While ordinary contracts facilitate efficient specialization according to comparative advantage, a special class of contracts among a group of joint inputs to a team production process is commonly used for team production. Instead of multilateral contracts among all the joint inputs' owners, a central common party to a set of bilateral contracts facilitates efficient organization of the joint inputs in team production. The terms of the contracts form the basis of the entity called the firm--especially appropriate for organizing team production processes.
Team productive activity is that in which a union, or joint use, of inputs yields a larger output than the sum of the products of the separately used inputs. This team production requires--like all other production processes-- an assessment of marginal productivities if efficient production is to be achieved. Nonseparability of the products of several differently owned joint inputs raises the cost of assessing the marginal productivities of those resources or services of each input owner. Monitoring or metering the productivities to match marginal productivities to costs of inputs and thereby to reduce shirking can be achieved more economically (than by across market bilateral negotiations among inputs) in a firm.

▶ Data records
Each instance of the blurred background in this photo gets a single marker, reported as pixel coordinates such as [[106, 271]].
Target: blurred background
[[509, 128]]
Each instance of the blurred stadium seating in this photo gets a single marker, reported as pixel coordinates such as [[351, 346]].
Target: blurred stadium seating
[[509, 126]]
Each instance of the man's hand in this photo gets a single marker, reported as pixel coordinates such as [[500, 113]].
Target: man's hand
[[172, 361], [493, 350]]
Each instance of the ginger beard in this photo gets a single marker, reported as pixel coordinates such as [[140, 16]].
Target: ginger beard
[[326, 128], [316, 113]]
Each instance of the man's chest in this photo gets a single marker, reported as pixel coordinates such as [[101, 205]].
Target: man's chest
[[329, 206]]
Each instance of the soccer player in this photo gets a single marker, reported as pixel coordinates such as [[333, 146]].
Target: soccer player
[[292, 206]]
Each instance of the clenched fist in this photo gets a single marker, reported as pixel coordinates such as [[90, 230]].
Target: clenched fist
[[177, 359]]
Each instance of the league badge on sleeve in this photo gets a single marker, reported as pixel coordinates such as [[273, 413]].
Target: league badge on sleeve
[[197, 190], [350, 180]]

▶ Work instructions
1/ Rewrite the listing lines beginning with the one that contains "Each instance of the man's chest" and running through the one that contains "[[177, 359]]", with "marker" changed to "point" and nothing else altered.
2/ Write the next part of the document excerpt on team production and the firm, continuing after its final sentence.

▶ Task-by-task results
1/
Each instance of the man's chest in this photo gets a single point, reported as pixel coordinates such as [[101, 205]].
Target: man's chest
[[329, 206]]
Each instance of the soccer player in this photo gets a single point, reported as pixel coordinates such as [[333, 146]].
Target: soccer player
[[292, 206]]
Each instance of the clenched fist in this photo gets a single point, reported as pixel coordinates such as [[90, 230]].
Target: clenched fist
[[177, 359]]

2/
The essence of the classical firm is identified here as a contractual structure with: 1) joint input production; 2) several input owners; 3) one party who is common to all the contracts of the joint inputs; 4) who has rights to renegotiate any input's contract independently of contracts with other input owners; 5) who holds the residual claim; and 6) who has the right to sell his central contractual residual status. The central agent is called the firm's owner and the employer. No authoritarian control is involved; the arrangement is simply a contractual structure subject to continuous renegotiation with the central agent. The contractual structure arises as a means of enhancing efficient organization of team production. In particular, the ability to detect shirking among owners of jointly used inputs in team production is enhanced (detection costs are reduced) by this arrangement and the discipline (by revision of contracts) of input owners is made more economic.
Testable implications are suggested by the analysis of different types of organizations--nonprofit, proprietary for profit, unions, cooperatives, partnerships, and by the kinds of inputs that tend to be owned by the firm in contrast to those employed by the firm.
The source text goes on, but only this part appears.